§ Records for the exercise
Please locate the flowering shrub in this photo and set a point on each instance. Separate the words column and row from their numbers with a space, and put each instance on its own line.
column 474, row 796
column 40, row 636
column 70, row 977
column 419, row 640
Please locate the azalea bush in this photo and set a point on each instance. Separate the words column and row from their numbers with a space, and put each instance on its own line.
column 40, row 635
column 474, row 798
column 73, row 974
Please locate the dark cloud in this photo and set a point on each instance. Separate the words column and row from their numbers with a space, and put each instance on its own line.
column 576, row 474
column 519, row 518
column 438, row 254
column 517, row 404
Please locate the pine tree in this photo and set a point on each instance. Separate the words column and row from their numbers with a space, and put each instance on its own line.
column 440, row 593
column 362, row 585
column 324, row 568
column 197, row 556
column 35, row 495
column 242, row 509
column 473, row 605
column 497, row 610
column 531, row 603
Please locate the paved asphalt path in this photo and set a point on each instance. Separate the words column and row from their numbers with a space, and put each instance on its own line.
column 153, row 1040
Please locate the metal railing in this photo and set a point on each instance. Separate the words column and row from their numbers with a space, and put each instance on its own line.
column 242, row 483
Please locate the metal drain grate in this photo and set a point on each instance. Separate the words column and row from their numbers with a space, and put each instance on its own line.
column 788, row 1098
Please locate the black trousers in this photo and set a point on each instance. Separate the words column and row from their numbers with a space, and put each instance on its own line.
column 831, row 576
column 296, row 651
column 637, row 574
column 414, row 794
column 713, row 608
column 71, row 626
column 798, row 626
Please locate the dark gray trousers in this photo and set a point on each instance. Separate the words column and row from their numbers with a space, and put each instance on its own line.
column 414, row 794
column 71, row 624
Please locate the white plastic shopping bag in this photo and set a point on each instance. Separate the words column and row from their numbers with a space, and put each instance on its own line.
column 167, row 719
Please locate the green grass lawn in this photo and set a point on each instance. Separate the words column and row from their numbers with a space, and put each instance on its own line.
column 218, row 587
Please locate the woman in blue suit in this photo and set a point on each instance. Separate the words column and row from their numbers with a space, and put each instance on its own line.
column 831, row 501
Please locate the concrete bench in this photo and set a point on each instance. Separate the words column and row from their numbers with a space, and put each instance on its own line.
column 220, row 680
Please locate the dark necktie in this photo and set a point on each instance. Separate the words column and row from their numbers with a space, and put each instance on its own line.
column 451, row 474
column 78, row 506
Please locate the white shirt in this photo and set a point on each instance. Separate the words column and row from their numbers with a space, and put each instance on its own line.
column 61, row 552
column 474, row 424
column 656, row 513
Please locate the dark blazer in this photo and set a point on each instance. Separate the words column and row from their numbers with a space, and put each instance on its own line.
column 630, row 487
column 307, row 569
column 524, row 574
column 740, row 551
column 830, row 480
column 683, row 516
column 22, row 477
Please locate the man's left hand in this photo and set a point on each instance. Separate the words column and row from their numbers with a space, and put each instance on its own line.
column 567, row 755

§ Instructions for the task
Reproduce word for word every line from the one containing "Please locate the man's" through the final line of the items above, both included.

§ Response to the exercise
Please locate the man's left hand in this photo and set a point on each instance. Separate the words column and row from their numbers with a space, and put each instance on its own line.
column 567, row 755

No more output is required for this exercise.